[Start Text to read]

Seventeen years ago, Californians bet on a grand vision of the future. They narrowly approved a $10 billion bond issue to build a high-speed rail line that would zip between San Francisco and Los Angeles in under three hours. This technological marvel would slash emissions, revitalize the state’s Central Valley, and, with some financial help from the feds and private sector, provide the fast, efficient, and convenient travel Asia and Europe have long enjoyed.

State officials promised to deliver this transit utopia by 2020. Instead, costs have more than doubled, little track has been laid, and service isn’t expected to begin before 2030—and only between Bakersfield and Merced, two cities far from the line’s ultimate destinations.

It’s little wonder the project finds itself in a precarious financial position, fighting political headwinds, and deemed a boondoggle by everyone from federal Transportation Secretary Sean Duffy to Abundance authors Ezra Klein and Derek Thompson. “In the time California has spent failing to complete its 500-mile high-speed rail system,” they wrote, “China has built more than 23,000 miles of high speed rail.”

The reasons for this vary with who’s being asked, but people with expertise often cite three fundamental missteps: creating a new agency to lead the effort, failing to secure adequate funding from the start, and choosing a route through California’s agricultural heartland. The state’s strict environmental review process hasn’t helped, either.

Such struggles are not unique to the Golden State, where support for the project remains strong. Although the private sector venture Brightline has seen some success, publicly funded high-speed rail efforts in Texas, Ohio, Washington, D.C., and beyond have stalled. Regulatory complexity, a political environment that favors cars and highways, and constant funding challenges stymie America’s aspirations even as other countries have spent big on tens of thousands of miles of track. Governor Gavin Newsom promises to see the nation’s most ambitious rail project through despite recently losing all federal support, but its troubled path underscores the systemic challenges of building big in America.

[End Text to read]
[Start Entries supplied]

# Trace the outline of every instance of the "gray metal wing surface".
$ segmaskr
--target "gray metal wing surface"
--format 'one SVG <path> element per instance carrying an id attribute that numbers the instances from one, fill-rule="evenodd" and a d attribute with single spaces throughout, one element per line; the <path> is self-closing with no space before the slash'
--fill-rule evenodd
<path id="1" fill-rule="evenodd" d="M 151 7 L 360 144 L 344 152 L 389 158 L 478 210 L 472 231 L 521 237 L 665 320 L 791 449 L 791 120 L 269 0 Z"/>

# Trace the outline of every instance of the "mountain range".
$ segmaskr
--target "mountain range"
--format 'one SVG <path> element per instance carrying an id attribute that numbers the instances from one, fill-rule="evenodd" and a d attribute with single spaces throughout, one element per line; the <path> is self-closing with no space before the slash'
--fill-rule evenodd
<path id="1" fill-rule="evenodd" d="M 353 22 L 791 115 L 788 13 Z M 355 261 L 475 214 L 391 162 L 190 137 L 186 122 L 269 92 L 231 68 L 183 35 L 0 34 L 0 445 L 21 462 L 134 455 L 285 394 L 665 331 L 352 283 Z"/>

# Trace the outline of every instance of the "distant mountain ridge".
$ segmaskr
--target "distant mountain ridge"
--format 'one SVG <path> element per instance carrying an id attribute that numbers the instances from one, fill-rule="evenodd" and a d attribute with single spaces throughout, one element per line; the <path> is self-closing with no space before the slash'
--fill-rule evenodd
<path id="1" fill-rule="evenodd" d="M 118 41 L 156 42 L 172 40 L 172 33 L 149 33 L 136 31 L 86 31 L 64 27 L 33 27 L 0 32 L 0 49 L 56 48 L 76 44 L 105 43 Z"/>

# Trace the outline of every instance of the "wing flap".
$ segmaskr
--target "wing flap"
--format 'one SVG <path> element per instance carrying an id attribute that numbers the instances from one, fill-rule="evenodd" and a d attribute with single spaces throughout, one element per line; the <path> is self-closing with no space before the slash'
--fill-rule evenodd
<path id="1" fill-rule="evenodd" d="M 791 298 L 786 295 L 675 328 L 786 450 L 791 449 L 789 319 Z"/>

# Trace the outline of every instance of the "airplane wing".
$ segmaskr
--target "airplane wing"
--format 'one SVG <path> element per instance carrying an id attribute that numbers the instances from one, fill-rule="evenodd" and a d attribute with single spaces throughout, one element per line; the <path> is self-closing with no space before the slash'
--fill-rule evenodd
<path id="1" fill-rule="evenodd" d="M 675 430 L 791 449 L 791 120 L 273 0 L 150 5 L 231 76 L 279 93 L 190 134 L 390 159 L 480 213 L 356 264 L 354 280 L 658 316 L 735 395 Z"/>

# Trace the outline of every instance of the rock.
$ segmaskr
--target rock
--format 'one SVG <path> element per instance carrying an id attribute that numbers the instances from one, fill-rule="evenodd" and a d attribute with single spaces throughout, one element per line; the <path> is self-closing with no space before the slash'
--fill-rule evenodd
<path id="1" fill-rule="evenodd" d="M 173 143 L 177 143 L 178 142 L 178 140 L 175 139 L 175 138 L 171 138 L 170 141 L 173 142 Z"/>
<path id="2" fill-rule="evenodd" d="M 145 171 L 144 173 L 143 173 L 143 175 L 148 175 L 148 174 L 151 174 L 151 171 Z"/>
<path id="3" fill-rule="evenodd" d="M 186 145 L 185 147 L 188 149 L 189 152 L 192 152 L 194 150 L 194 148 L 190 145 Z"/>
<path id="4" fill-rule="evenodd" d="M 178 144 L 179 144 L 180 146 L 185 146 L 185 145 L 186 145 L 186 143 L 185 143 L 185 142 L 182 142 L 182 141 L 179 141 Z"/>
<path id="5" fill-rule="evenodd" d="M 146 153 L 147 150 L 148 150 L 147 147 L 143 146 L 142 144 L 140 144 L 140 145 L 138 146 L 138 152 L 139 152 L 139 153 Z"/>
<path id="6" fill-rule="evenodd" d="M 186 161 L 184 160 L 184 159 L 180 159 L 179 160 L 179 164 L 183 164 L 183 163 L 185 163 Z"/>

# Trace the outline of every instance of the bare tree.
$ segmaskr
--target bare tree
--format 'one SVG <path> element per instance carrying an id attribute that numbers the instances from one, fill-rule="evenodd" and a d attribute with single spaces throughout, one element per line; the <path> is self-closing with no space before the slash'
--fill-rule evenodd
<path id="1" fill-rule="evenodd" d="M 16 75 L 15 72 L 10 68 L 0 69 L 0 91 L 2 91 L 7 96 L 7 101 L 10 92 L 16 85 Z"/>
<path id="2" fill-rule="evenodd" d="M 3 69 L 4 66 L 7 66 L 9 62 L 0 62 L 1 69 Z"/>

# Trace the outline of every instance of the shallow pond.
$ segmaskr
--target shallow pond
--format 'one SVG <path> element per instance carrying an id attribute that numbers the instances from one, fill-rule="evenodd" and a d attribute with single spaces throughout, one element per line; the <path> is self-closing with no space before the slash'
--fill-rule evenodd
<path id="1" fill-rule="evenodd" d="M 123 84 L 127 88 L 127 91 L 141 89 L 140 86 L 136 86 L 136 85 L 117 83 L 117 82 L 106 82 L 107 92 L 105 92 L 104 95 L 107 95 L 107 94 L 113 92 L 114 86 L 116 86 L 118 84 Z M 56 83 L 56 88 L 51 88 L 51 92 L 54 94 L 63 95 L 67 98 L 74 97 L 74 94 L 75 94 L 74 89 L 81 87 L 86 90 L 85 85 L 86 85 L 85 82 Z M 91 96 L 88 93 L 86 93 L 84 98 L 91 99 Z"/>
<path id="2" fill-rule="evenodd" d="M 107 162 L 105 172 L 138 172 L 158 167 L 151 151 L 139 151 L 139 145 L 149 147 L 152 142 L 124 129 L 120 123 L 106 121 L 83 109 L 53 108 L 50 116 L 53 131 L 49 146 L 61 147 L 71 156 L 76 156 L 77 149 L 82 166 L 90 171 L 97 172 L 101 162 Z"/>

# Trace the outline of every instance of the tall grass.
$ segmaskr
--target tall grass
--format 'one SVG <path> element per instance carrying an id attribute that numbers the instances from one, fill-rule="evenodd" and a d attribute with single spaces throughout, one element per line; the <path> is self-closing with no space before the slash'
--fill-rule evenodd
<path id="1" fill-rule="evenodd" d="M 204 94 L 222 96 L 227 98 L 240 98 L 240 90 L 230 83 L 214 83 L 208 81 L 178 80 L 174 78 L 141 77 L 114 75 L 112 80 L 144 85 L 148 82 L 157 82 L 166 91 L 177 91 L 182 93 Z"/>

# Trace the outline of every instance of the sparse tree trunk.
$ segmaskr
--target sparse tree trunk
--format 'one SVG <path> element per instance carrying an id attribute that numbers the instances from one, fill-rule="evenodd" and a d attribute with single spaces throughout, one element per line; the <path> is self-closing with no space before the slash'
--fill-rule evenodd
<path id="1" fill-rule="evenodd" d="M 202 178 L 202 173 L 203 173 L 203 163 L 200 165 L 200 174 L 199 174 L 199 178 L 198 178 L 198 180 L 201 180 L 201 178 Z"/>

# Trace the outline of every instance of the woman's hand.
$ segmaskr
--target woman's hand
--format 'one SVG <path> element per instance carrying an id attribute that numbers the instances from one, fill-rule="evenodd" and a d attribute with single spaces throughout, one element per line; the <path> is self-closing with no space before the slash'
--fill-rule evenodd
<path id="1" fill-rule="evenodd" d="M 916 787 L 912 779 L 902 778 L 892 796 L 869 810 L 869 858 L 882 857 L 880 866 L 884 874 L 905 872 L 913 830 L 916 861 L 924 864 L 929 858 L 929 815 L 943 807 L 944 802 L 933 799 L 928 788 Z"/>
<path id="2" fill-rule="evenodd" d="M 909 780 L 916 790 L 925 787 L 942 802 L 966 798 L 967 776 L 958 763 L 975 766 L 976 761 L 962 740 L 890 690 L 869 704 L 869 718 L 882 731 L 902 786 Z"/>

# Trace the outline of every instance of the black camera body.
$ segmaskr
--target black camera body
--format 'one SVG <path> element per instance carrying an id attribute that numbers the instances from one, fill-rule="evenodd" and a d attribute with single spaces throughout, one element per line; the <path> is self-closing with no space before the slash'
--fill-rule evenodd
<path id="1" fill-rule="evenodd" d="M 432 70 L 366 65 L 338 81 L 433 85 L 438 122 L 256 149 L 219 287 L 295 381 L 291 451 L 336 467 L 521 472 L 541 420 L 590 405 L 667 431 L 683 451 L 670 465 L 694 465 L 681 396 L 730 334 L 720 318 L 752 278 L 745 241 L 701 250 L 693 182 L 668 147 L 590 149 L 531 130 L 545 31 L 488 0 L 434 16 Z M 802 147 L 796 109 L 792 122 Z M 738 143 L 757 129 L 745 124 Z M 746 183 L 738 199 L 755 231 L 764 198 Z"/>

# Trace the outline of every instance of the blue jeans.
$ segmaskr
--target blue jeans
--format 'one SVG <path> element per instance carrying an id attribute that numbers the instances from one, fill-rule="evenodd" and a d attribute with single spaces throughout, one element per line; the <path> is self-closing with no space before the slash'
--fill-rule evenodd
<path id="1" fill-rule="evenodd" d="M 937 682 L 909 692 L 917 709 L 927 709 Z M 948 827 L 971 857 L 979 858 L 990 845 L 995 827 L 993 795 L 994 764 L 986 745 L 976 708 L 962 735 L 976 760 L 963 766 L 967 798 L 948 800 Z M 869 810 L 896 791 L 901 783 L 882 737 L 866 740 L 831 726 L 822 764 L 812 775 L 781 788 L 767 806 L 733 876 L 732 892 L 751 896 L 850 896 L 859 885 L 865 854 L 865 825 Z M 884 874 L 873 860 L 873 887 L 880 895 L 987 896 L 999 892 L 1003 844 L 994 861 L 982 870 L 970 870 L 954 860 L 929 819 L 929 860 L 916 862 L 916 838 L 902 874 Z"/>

[End Entries supplied]

# Written exercise A
From the article on California's high-speed rail project, reproduce the passage starting with "It’s little wonder" and going on through "hasn’t helped, either.".
# Written exercise B
Render this sentence from the article on California's high-speed rail project into Spanish: "State officials promised to deliver this transit utopia by 2020."
# Written exercise C
Write the next part of the article on California's high-speed rail project, beginning after its last sentence.

# Exercise answer A
It’s little wonder the project finds itself in a precarious financial position, fighting political headwinds, and deemed a boondoggle by everyone from federal Transportation Secretary Sean Duffy to Abundance authors Ezra Klein and Derek Thompson. “In the time California has spent failing to complete its 500-mile high-speed rail system,” they wrote, “China has built more than 23,000 miles of high speed rail.”

The reasons for this vary with who’s being asked, but people with expertise often cite three fundamental missteps: creating a new agency to lead the effort, failing to secure adequate funding from the start, and choosing a route through California’s agricultural heartland. The state’s strict environmental review process hasn’t helped, either.

# Exercise answer B
Los funcionarios estatales prometieron entregar esta utopía del transporte para 2020.

# Exercise answer C
California has always been a car-crazy place, and by the early 1990s, transportation studies made clear that its highways would not keep pace with the growth to come. Policymakers saw an answer in bullet trains. The Legislature established the California High-Speed Rail Authority in 1996 and gave it the tough job of planning, designing, building, and running the system.

Some consider that a mistake because the agency lacked experience managing so big a project and navigating complex bureaucracy. Even some rail supporters concede it would have been better to let the authority provide oversight and leave the heavy lifting to the state Department of Transportation, or CalTrans. “It’s building a lot of overpasses and right-of-way, which Caltrans does all the time,” said Ethan Elkind, director of the University of California, Berkeley climate program in its Center for Law, Energy, and the Environment.

Without that experience, the authority’s 10 employees relied heavily on consultants like engineering firm WSP, running up expenses. “We paid WSP and their predecessor more than $800 million in consulting fees,” said Lou Thompson. He chaired the High Speed Rail Peer Review Group, established in 2008 to provide project oversight, from 2012 until 2024. The authority has in recent years eased its reliance on consultants, who reportedly have gone from 70 percent of its workforce to 45 percent over the past seven years.

Once the High-Speed Rail Authority set up shop, work proceeded in fits and starts. Even as it considered routes and started the myriad bureaucratic tasks the project required, political interest waxed and waned with the state’s fiscal health. Skeptics lamented the cost and questioned whether bullet trains would attract enough riders to be worthwhile. But rail advocates, environmentalists, unions, and others kept pushing forward and in 2008 convinced voters to approve Proposition 1A, securing $10 billion to finance construction.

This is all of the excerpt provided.